Source document: Begin
Lecture: Robert Lee Hotz

Robert Lee Hotz
Robert Lee Hotz talking with NYU Journalism students after dissecting his Column One story "Mapping the Mind." Photo: Kristina Fiore.

When Robert Lee Hotz first met Sandra Witelson, a "raven-haired Canadian psychologist with a taste for black leather and red showgirl nails," he was almost certain he had found what he was looking for.

Hotz, a veteran science journalist with the Los Angeles Times, had been seeking an angle for the third story in his Column One series—a front-page column in the paper—titled "Mapping the Mind," about how certain neural structures affect behavior and beliefs. Witelson's research on gender-based differences in the human brain made compelling reading.

After 10 years' worth of notebook scribblings about a story he was dying to cover, Hotz crossed the border into Canada last April, en route to a meeting with a quirky psychologist who had a fondness for Albert Einstein and the world's largest collection of human brains.

What Hotz wasn't expecting when Witelson entered his life were the trying nights of rewrites; what he thought was going to be a profile of an eccentric scientist developed into an expository article on the neurological basis of differences in male and female intelligence, based on Witelson's studies of Einstein's brain.
Source document: End
From the passage on Robert Lee Hotz, extract word for word the part that opens with the words containing "Hotz, a veteran" and closes with "of human brains.". The lines that come after this passage are separate material with no connection to it.
Source data: Begin
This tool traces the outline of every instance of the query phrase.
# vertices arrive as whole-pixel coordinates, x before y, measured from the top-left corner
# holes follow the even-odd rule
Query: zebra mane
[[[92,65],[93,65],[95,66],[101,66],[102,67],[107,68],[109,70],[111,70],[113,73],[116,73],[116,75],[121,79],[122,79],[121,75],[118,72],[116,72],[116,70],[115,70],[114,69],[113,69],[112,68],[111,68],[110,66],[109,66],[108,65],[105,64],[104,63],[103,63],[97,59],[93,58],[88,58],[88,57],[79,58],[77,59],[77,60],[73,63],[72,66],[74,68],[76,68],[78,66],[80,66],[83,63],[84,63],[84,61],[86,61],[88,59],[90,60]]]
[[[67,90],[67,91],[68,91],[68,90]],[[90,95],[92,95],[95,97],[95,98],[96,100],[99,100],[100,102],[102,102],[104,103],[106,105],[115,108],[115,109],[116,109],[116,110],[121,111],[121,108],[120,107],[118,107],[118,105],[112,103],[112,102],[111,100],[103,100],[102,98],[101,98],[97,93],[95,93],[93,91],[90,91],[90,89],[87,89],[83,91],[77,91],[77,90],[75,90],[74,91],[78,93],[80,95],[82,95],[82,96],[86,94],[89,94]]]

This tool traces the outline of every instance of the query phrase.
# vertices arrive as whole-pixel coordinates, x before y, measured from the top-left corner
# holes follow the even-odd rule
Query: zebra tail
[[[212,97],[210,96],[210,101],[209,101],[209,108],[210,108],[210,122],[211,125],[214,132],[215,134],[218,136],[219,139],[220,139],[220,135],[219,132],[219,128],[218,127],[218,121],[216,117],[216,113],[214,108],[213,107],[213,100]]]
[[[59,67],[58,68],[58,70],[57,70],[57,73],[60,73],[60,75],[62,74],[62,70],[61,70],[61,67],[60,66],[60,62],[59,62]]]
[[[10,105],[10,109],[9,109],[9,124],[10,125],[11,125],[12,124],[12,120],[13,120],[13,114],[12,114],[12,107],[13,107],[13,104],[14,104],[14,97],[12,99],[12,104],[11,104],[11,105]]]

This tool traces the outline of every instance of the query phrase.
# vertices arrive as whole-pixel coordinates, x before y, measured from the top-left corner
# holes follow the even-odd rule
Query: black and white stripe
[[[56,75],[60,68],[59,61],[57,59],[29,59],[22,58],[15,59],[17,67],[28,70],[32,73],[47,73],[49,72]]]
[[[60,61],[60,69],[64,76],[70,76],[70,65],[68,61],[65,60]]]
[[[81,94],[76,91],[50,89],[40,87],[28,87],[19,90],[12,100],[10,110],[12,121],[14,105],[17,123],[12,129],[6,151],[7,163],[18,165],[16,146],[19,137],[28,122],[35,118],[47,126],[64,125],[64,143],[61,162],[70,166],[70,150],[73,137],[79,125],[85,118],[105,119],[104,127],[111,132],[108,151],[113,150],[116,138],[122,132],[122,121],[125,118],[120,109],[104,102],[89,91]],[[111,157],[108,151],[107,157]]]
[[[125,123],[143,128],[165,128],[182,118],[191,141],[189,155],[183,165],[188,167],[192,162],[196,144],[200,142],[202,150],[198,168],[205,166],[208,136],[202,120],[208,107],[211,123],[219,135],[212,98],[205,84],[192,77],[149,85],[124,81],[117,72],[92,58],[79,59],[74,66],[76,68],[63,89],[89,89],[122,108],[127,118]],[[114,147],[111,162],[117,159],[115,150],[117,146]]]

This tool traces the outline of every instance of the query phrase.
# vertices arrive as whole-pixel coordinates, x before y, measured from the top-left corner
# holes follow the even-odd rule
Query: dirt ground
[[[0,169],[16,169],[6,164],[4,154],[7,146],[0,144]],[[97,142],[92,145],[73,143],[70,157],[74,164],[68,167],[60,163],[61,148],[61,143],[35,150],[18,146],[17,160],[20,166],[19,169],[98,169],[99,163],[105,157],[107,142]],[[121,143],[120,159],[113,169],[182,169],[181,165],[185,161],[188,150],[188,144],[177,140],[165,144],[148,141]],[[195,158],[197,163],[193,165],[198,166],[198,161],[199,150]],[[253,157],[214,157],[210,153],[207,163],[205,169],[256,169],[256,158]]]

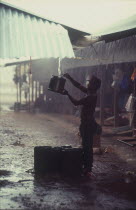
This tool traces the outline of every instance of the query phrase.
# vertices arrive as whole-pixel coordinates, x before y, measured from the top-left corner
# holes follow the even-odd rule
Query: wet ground
[[[80,146],[78,123],[57,114],[1,112],[0,209],[136,209],[135,149],[111,136],[94,154],[93,180],[34,174],[34,147]]]

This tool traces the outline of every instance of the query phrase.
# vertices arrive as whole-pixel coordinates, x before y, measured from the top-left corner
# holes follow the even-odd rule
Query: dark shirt
[[[93,123],[94,122],[94,112],[97,103],[97,95],[89,93],[88,89],[78,82],[75,86],[79,88],[82,92],[86,93],[86,96],[76,102],[76,105],[82,105],[81,108],[81,123]]]

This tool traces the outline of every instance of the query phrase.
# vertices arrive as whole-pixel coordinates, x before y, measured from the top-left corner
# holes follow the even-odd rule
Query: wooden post
[[[114,127],[119,125],[119,113],[118,113],[118,90],[114,88]]]
[[[101,88],[100,88],[100,124],[104,125],[104,89],[105,89],[105,72],[102,66],[100,66],[101,74]]]
[[[37,99],[37,81],[35,81],[35,100]]]
[[[34,81],[32,79],[32,102],[34,102]]]
[[[21,65],[19,66],[19,102],[21,105],[21,96],[22,96],[22,91],[21,91]]]

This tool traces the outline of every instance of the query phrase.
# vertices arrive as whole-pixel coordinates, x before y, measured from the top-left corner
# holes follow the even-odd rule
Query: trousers
[[[95,122],[81,123],[79,130],[82,138],[83,166],[87,171],[91,171],[93,166],[93,136],[96,131],[96,124]]]

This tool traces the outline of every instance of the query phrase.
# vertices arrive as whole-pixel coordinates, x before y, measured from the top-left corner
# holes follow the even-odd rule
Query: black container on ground
[[[71,146],[34,148],[34,169],[37,174],[61,174],[80,176],[82,172],[82,148]]]
[[[82,148],[68,148],[62,150],[62,174],[64,176],[81,176]]]
[[[61,148],[35,147],[34,170],[35,173],[60,173]]]

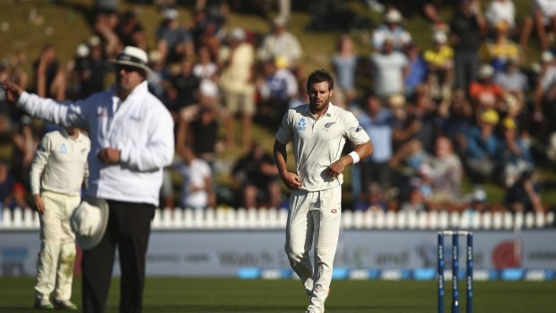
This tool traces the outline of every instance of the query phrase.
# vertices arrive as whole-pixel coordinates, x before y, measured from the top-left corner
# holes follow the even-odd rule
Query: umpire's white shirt
[[[340,159],[346,139],[354,144],[369,140],[352,112],[332,103],[318,119],[309,111],[308,104],[290,109],[275,138],[283,144],[293,141],[300,188],[311,192],[330,189],[343,182],[342,174],[332,178],[326,169]]]
[[[131,203],[159,204],[162,169],[174,156],[174,121],[143,82],[122,101],[116,88],[75,102],[57,102],[23,92],[19,105],[31,116],[85,128],[91,138],[86,195]],[[120,163],[102,163],[97,153],[113,147]]]
[[[30,168],[30,190],[79,196],[83,178],[89,176],[89,138],[79,133],[74,139],[65,130],[49,132],[37,148]]]

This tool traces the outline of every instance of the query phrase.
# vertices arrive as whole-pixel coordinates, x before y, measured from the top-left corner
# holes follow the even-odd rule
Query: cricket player
[[[282,180],[291,190],[285,251],[309,298],[306,313],[325,311],[342,213],[342,172],[369,157],[369,135],[352,114],[330,102],[334,79],[313,72],[307,83],[309,103],[291,109],[274,141],[274,159]],[[346,139],[354,149],[342,155]],[[286,165],[286,144],[293,143],[296,170]],[[314,241],[314,263],[308,252]]]
[[[78,128],[44,135],[30,168],[30,188],[40,218],[40,252],[37,265],[35,308],[76,310],[70,301],[74,235],[69,218],[81,202],[81,188],[89,177],[91,141]],[[50,293],[55,291],[54,304]]]

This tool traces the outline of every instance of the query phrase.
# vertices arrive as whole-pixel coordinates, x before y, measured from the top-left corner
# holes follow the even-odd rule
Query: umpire
[[[147,88],[155,76],[147,54],[126,47],[107,65],[116,85],[74,102],[30,94],[3,82],[6,98],[34,117],[65,127],[81,127],[91,136],[86,196],[105,199],[109,222],[100,243],[83,252],[83,312],[103,312],[117,247],[121,267],[120,312],[141,312],[145,254],[151,221],[159,204],[162,169],[174,155],[174,122]]]

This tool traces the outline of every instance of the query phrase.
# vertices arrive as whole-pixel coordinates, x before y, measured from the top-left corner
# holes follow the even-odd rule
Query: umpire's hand
[[[23,92],[23,89],[17,84],[4,81],[0,83],[2,84],[2,89],[5,91],[5,99],[10,103],[15,103],[20,99],[22,93]]]

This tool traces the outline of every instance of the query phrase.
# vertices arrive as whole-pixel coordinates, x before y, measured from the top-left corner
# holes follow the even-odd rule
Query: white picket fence
[[[154,230],[283,229],[288,212],[277,209],[207,208],[158,210]],[[344,229],[378,230],[517,230],[554,227],[554,212],[511,213],[505,212],[351,212],[342,213]],[[3,210],[2,230],[38,230],[39,218],[30,209]]]

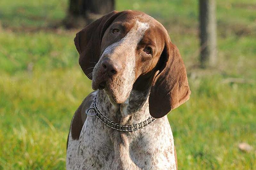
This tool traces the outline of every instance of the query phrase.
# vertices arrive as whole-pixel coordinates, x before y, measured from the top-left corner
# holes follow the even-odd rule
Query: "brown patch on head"
[[[153,84],[150,112],[158,118],[189,98],[178,50],[162,25],[143,12],[108,14],[78,33],[75,44],[93,88],[104,88],[113,102],[123,103],[133,89],[148,90]]]

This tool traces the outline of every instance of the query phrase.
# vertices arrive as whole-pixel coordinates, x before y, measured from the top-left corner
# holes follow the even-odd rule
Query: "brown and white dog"
[[[78,33],[79,64],[95,91],[71,122],[66,167],[75,169],[174,169],[177,159],[166,114],[191,92],[179,50],[167,31],[143,12],[113,11]],[[87,117],[95,95],[99,109],[115,123],[135,124],[130,132]]]

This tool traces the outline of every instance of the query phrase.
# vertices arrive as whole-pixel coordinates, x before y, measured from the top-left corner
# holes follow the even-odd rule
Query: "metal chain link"
[[[152,123],[156,120],[152,116],[150,116],[145,121],[133,125],[120,125],[117,123],[114,123],[101,112],[100,110],[97,105],[96,97],[96,95],[95,96],[95,97],[93,102],[93,107],[87,109],[86,112],[86,113],[87,115],[90,116],[96,116],[104,124],[112,129],[119,131],[132,132],[144,128],[148,125]],[[95,114],[92,115],[89,114],[88,113],[88,111],[91,109],[93,110],[94,111],[95,113]]]

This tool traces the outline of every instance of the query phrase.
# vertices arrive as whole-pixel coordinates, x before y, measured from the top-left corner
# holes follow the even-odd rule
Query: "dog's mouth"
[[[103,81],[99,84],[99,89],[102,90],[106,87],[106,81]]]

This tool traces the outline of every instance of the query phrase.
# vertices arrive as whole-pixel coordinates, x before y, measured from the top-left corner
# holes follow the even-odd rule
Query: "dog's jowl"
[[[142,12],[115,11],[74,41],[95,91],[72,119],[67,169],[177,169],[166,115],[190,91],[179,50],[163,26]]]

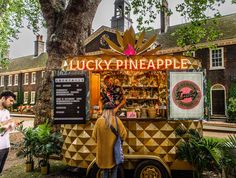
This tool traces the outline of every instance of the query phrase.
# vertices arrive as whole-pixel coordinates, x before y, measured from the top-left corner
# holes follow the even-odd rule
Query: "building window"
[[[42,71],[42,78],[44,78],[45,76],[45,71]]]
[[[18,95],[18,92],[14,92],[14,94],[16,95],[16,102],[17,102],[17,95]]]
[[[210,49],[210,69],[224,69],[224,48]]]
[[[12,75],[8,76],[8,86],[12,86]]]
[[[32,75],[31,75],[31,84],[35,84],[36,82],[36,72],[32,72]]]
[[[24,85],[27,85],[29,84],[29,73],[25,73],[25,76],[24,76]]]
[[[4,86],[4,76],[1,76],[1,87]]]
[[[24,92],[24,104],[28,104],[29,92]]]
[[[18,85],[18,74],[14,76],[14,85]]]
[[[30,104],[34,104],[34,103],[35,103],[35,91],[31,91]]]

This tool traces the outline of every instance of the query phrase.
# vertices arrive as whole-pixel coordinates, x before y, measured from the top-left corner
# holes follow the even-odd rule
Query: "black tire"
[[[166,168],[159,161],[155,160],[144,160],[136,167],[134,178],[144,177],[170,178]]]
[[[102,176],[100,175],[102,170],[97,166],[97,164],[94,164],[93,167],[90,169],[87,178],[101,178]],[[124,169],[122,165],[118,165],[118,175],[117,177],[119,178],[124,178]]]

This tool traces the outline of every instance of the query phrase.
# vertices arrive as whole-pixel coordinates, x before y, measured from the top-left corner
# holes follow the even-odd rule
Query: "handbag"
[[[123,154],[123,148],[122,148],[122,144],[123,141],[120,137],[119,134],[119,127],[118,127],[118,123],[117,123],[117,118],[115,117],[116,120],[116,128],[117,130],[111,125],[111,131],[116,135],[116,140],[114,143],[114,160],[116,165],[122,164],[124,162],[124,154]]]

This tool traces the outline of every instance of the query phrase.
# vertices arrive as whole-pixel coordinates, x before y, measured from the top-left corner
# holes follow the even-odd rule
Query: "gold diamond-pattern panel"
[[[92,139],[94,121],[79,125],[62,125],[64,137],[62,147],[63,160],[70,166],[87,168],[96,157],[96,143]],[[175,129],[181,125],[186,129],[196,129],[202,134],[202,122],[192,120],[181,121],[139,121],[123,120],[128,136],[123,144],[125,154],[153,153],[159,155],[171,166],[176,160],[177,145],[184,137],[176,136]],[[125,166],[135,165],[130,160]]]

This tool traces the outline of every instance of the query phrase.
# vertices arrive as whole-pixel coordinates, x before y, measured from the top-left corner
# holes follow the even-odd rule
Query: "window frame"
[[[35,76],[35,77],[33,77],[33,76]],[[31,84],[36,84],[36,72],[31,73]]]
[[[42,73],[41,73],[41,78],[44,78],[44,76],[45,76],[45,71],[44,71],[44,70],[42,70]]]
[[[16,99],[15,99],[15,102],[17,103],[17,98],[18,98],[18,92],[14,92],[14,94],[16,95]]]
[[[26,83],[26,75],[28,76],[28,81]],[[24,74],[24,85],[28,85],[29,84],[29,73],[25,73]]]
[[[27,94],[27,98],[26,98],[26,94]],[[28,104],[28,100],[29,100],[29,92],[28,91],[25,91],[24,92],[24,104]]]
[[[218,47],[216,49],[209,49],[210,50],[210,70],[220,70],[220,69],[225,69],[225,64],[224,64],[224,47]],[[213,50],[221,50],[221,59],[222,59],[222,65],[221,66],[212,66],[213,61],[212,61],[212,52]]]
[[[5,79],[5,77],[4,77],[4,75],[2,75],[2,76],[1,76],[1,83],[0,83],[0,86],[1,86],[1,87],[4,87],[4,83],[5,83],[5,82],[4,82],[4,79]]]
[[[8,75],[8,86],[12,86],[12,79],[13,79],[13,77],[12,77],[12,75]]]
[[[32,97],[32,96],[33,96],[32,94],[33,94],[33,93],[34,93],[34,100],[32,101],[32,98],[33,98],[33,97]],[[36,96],[36,92],[35,92],[35,91],[31,91],[31,92],[30,92],[30,104],[35,104],[35,96]]]
[[[17,76],[17,77],[16,77]],[[16,78],[17,78],[17,82],[16,82]],[[19,84],[19,75],[15,74],[14,75],[14,86],[17,86]]]

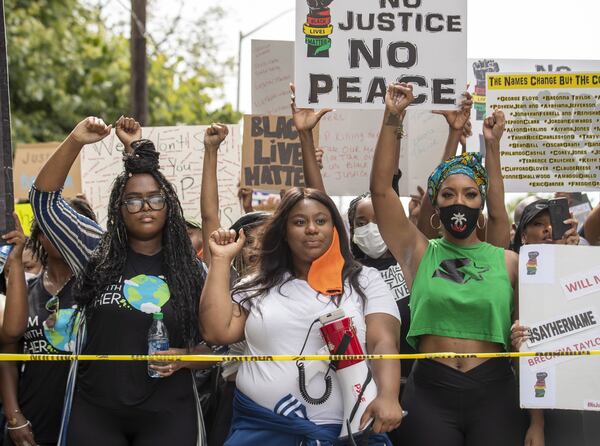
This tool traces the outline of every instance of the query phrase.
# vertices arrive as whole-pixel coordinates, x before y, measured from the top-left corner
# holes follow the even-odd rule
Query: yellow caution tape
[[[361,361],[379,359],[453,359],[453,358],[525,358],[533,356],[592,356],[600,350],[574,352],[496,352],[496,353],[416,353],[391,355],[32,355],[3,353],[2,361],[161,361],[161,362],[278,362],[278,361]]]

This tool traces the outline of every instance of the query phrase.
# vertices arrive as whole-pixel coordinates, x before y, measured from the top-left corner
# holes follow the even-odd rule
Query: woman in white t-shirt
[[[243,231],[236,241],[235,232],[224,229],[210,237],[212,262],[200,303],[201,330],[208,342],[232,344],[245,339],[251,355],[316,354],[324,343],[318,328],[311,329],[313,322],[342,308],[353,318],[363,350],[398,352],[400,318],[389,287],[375,269],[353,260],[342,218],[326,194],[298,188],[287,192],[265,229],[260,267],[233,290],[232,304],[229,266],[244,240]],[[316,291],[320,288],[314,278],[335,281],[336,274],[319,277],[315,269],[323,263],[340,265],[342,286],[337,296]],[[386,360],[371,366],[378,392],[361,419],[361,428],[373,419],[372,431],[380,434],[396,428],[402,419],[400,364]],[[244,362],[237,376],[226,445],[332,444],[344,411],[335,373],[330,373],[331,395],[319,405],[304,399],[298,375],[291,361]],[[315,378],[307,383],[308,394],[321,395],[323,387],[323,380]],[[373,435],[369,444],[390,443],[386,436]]]

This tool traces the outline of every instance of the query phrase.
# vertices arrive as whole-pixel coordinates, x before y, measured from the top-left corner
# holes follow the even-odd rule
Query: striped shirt
[[[40,229],[77,276],[100,243],[104,229],[95,221],[78,214],[61,192],[62,189],[43,192],[32,186],[29,200]]]

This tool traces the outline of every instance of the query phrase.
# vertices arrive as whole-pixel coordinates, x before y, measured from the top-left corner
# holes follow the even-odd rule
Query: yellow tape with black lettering
[[[455,358],[526,358],[534,356],[593,356],[600,350],[574,352],[494,352],[494,353],[415,353],[390,355],[32,355],[28,353],[3,353],[2,361],[185,361],[185,362],[279,362],[279,361],[360,361],[380,359],[455,359]]]

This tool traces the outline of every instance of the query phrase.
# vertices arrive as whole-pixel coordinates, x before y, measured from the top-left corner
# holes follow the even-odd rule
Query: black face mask
[[[446,206],[440,208],[440,221],[452,237],[462,240],[475,230],[480,210],[464,204]]]

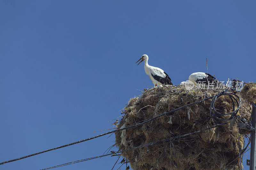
Source data: End
_Finished task_
Hotz, a veteran science journalist with the Los Angeles Times, had been seeking an angle for the third story in his Column One series—a front-page column in the paper—titled "Mapping the Mind," about how certain neural structures affect behavior and beliefs. Witelson's research on gender-based differences in the human brain made compelling reading.

After 10 years' worth of notebook scribblings about a story he was dying to cover, Hotz crossed the border into Canada last April, en route to a meeting with a quirky psychologist who had a fondness for Albert Einstein and the world's largest collection of human brains.